[Point labeling examples]

------------------------

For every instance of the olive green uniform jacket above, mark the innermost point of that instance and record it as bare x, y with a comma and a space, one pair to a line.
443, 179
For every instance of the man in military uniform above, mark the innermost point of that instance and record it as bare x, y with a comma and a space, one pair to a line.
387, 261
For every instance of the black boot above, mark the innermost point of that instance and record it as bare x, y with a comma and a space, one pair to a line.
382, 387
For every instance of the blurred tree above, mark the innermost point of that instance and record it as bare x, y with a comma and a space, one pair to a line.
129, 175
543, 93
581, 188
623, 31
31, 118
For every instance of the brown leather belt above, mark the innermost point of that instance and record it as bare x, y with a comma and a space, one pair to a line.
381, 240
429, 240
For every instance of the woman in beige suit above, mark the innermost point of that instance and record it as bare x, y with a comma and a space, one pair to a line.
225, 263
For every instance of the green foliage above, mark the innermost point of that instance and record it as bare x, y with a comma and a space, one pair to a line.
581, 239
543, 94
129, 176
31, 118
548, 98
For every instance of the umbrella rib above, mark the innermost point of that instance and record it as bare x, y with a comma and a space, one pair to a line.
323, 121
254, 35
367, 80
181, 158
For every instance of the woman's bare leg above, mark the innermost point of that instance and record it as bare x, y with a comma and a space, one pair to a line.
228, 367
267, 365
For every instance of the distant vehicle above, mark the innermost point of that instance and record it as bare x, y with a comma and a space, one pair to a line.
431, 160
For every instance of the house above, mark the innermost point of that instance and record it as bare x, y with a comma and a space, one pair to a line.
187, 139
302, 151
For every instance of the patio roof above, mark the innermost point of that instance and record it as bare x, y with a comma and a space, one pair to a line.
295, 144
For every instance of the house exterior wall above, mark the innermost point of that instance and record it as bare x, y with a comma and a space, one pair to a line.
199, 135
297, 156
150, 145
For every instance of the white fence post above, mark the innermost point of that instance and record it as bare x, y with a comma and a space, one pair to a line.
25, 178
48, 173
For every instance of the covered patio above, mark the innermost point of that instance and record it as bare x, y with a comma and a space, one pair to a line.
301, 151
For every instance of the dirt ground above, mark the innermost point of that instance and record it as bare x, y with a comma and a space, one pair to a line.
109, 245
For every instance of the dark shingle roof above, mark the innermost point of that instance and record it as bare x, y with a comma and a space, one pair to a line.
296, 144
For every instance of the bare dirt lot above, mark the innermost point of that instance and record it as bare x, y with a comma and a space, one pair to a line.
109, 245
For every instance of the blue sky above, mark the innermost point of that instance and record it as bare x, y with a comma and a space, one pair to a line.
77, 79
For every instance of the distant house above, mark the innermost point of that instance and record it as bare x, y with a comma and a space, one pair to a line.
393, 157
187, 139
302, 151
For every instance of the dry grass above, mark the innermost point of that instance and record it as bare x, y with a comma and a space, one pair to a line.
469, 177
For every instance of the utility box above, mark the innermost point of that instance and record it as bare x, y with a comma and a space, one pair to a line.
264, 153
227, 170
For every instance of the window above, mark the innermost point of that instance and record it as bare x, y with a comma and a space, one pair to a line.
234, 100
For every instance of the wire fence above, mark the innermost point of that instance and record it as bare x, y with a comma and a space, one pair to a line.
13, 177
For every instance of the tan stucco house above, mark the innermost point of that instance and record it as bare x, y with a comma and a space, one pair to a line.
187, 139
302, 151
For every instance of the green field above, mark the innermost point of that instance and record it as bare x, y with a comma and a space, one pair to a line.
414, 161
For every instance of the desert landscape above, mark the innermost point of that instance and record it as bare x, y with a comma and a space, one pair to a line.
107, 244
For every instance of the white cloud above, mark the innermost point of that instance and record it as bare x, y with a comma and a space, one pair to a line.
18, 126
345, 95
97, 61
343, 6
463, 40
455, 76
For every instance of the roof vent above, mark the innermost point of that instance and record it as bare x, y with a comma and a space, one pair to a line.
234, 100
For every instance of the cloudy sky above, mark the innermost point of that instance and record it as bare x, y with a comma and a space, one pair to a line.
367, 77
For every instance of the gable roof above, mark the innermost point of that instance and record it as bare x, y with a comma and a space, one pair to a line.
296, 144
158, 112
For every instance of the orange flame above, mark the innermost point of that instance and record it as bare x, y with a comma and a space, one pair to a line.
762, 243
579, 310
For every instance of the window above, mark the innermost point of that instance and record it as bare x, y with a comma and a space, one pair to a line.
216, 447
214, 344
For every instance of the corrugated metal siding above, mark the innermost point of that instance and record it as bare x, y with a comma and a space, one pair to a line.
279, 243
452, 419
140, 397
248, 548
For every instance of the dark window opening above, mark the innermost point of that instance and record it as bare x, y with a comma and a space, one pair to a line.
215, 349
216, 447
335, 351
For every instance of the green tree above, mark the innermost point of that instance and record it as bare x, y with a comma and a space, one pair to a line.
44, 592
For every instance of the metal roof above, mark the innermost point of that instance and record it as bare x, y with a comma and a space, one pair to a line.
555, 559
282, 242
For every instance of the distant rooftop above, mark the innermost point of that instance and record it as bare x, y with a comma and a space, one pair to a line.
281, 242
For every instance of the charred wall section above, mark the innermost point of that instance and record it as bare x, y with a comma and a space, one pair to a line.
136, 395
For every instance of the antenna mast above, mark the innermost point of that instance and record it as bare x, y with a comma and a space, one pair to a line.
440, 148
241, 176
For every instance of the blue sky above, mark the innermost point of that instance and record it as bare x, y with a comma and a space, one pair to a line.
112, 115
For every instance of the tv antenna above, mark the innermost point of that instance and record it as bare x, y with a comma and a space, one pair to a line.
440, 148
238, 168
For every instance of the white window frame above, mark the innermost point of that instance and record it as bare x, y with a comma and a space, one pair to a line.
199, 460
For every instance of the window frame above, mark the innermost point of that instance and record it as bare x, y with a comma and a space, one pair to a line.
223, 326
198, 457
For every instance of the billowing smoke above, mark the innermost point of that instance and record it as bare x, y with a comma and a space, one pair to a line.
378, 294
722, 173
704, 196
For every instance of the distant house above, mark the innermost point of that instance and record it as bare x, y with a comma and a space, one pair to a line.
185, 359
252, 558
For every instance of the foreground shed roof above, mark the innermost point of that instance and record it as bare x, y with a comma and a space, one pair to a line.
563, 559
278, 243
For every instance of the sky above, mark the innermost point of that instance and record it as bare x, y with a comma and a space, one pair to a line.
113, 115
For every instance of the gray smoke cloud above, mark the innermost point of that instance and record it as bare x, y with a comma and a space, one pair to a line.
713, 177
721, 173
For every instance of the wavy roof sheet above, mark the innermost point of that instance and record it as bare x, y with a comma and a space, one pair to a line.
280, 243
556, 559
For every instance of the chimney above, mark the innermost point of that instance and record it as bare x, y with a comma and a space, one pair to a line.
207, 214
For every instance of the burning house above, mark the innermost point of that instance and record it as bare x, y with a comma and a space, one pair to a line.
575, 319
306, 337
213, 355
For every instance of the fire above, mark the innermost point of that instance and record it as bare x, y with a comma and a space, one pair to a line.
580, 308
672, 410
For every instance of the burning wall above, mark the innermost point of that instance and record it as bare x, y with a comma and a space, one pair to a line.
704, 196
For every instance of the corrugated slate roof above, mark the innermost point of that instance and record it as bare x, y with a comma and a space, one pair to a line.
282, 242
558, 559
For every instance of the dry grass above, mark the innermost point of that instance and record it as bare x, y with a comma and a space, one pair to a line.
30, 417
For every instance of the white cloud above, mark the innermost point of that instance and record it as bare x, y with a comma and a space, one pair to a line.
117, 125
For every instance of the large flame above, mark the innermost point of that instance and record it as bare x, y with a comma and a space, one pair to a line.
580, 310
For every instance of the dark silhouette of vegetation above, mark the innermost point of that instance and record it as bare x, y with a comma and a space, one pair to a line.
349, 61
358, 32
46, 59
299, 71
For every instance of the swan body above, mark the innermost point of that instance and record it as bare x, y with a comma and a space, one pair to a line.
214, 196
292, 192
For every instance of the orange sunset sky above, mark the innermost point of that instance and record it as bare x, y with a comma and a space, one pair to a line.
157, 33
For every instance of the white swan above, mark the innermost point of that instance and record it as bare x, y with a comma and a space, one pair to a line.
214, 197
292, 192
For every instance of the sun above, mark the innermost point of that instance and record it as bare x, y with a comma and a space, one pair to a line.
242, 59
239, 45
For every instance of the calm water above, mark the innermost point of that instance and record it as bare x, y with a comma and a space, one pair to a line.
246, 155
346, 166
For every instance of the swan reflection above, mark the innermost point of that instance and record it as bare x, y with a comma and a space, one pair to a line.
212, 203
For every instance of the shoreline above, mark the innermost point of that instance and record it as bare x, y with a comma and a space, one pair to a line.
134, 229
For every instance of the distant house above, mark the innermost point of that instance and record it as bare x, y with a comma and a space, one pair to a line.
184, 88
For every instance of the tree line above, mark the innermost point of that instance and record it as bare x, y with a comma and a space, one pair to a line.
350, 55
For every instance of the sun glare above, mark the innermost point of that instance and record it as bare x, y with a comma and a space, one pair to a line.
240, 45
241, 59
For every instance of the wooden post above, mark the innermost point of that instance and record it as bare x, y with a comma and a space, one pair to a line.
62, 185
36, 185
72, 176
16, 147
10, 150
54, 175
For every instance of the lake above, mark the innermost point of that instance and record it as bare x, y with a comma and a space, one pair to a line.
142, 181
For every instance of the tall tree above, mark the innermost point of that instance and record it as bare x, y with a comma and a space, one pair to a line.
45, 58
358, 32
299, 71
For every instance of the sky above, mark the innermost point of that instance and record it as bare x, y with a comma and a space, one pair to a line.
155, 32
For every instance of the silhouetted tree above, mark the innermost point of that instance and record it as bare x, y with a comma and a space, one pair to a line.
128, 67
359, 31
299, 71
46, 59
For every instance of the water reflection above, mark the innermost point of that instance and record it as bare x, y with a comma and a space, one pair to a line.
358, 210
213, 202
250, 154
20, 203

------------------------

#### [EXERCISE DIRECTIONS]
Take the line that contains "For every instance of the silhouetted" and every line after it through the end of the listing above, and repeat them exactly.

#### [SOLUTION TO THIS TASK]
For every instance of the silhouetted tree above, mark the innermost point of that instance and record it as bare x, y with a comma and a space, one pair to a line.
128, 67
359, 31
299, 71
46, 59
For every instance of the water reflection above, mark the innermost point of that instance and record it as bare x, y with a comma and a space, one pair to a line.
358, 210
213, 202
250, 154
20, 203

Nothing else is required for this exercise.